### TASK BRIEF
Collect each line of the entries that holds the string "blurred".

===============

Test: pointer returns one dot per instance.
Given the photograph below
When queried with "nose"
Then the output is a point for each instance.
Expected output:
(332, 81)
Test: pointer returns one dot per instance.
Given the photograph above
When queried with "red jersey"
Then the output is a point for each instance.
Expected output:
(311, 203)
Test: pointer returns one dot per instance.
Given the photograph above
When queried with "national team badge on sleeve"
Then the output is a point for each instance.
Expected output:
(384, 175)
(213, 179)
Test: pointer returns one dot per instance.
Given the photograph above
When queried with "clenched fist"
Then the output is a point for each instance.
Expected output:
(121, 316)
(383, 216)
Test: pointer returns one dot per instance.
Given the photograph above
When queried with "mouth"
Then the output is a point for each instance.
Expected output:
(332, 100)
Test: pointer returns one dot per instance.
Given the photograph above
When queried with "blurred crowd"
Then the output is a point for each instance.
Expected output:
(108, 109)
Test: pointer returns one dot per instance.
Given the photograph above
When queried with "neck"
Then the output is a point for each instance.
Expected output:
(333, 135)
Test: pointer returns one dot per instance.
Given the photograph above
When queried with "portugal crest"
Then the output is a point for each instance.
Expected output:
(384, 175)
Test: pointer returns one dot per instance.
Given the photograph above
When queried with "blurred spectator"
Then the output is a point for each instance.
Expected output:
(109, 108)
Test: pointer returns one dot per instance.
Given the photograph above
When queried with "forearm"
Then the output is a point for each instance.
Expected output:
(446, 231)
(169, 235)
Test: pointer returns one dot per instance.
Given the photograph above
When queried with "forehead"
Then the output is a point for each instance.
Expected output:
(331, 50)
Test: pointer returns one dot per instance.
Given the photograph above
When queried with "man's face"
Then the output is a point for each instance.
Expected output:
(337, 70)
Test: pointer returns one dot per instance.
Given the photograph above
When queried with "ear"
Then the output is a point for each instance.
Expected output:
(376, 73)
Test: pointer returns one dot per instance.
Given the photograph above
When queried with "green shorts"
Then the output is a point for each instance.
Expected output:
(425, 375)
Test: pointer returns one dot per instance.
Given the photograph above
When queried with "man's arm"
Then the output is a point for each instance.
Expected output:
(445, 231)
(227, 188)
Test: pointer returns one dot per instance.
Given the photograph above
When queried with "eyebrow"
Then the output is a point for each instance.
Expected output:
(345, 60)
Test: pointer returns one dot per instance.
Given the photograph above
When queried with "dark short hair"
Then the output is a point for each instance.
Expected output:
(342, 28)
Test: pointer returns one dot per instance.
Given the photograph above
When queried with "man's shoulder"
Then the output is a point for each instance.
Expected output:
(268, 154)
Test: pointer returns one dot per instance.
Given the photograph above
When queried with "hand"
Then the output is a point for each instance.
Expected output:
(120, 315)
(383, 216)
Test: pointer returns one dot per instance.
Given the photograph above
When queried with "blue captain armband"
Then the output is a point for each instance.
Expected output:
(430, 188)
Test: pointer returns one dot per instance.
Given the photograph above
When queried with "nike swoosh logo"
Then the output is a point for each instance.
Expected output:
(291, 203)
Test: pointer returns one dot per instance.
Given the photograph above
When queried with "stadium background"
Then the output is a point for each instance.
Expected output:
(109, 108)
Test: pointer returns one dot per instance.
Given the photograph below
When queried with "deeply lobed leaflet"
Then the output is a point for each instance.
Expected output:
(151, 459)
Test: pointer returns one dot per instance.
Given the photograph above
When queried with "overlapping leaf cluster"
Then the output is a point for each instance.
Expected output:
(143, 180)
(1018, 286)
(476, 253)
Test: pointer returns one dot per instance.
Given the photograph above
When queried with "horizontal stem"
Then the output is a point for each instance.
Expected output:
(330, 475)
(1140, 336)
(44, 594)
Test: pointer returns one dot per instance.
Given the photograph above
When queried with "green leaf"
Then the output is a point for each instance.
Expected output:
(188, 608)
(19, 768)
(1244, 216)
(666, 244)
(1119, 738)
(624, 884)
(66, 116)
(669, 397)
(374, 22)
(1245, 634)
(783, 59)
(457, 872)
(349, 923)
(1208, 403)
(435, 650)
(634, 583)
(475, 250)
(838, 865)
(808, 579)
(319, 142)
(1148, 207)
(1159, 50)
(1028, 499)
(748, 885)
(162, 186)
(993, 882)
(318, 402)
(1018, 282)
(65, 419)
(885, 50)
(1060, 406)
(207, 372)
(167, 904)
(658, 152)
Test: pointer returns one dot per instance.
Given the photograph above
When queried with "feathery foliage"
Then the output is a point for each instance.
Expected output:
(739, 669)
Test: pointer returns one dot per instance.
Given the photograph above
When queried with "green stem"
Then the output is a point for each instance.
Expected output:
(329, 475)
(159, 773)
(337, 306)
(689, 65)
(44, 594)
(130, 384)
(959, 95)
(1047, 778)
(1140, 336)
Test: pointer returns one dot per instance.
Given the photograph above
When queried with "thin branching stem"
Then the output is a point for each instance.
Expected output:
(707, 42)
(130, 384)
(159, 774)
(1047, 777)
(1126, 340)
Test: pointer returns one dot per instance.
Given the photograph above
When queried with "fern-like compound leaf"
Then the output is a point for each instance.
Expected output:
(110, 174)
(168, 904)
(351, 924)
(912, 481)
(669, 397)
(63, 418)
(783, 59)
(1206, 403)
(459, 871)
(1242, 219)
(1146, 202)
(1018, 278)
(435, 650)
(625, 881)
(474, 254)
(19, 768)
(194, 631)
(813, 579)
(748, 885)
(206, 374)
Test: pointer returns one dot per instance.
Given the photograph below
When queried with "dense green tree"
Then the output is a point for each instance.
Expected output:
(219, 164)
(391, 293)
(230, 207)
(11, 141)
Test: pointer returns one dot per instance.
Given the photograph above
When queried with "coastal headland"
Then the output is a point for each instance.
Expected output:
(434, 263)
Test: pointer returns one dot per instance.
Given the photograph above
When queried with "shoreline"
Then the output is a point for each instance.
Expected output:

===============

### TASK RESULT
When queried with "blurred crowd"
When queried with "blurred spectator"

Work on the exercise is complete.